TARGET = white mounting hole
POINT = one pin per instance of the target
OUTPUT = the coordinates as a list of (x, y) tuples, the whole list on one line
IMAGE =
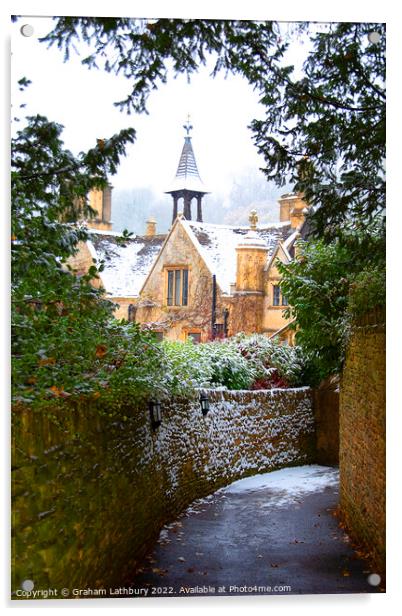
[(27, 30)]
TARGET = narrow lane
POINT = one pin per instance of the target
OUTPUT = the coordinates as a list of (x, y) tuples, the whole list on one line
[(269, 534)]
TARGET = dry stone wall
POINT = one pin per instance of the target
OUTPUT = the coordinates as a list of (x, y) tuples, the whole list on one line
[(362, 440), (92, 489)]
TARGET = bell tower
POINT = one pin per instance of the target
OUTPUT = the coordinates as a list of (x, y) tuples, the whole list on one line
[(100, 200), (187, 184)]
■ ■ ■ ■
Reproduce all of the data above line for line, without changing a character, and leave out the pictures.

TARGET = white mounting hole
POINT = one pin per instance of the target
OUTPUT = the coordinates as a list of (x, y) tuples, the whole list on one line
IMAGE =
[(27, 30)]
TARGET = narrow lane
POINT = one pin per instance of the target
OUTPUT = the coordinates as a list of (x, y) tuples, the whole list on one line
[(269, 534)]
TARGET = dry stone wall
POINT = one pin per instance of the target
OUTPUT = the coordinates as a list of (x, y) tuples, the whole list on one line
[(362, 440), (92, 489)]
TARGET = bell tower
POINT = one pin per instance of the target
OUTPUT = the coordinates as a list of (x, y) tuples, the whole list on one line
[(100, 200), (187, 184)]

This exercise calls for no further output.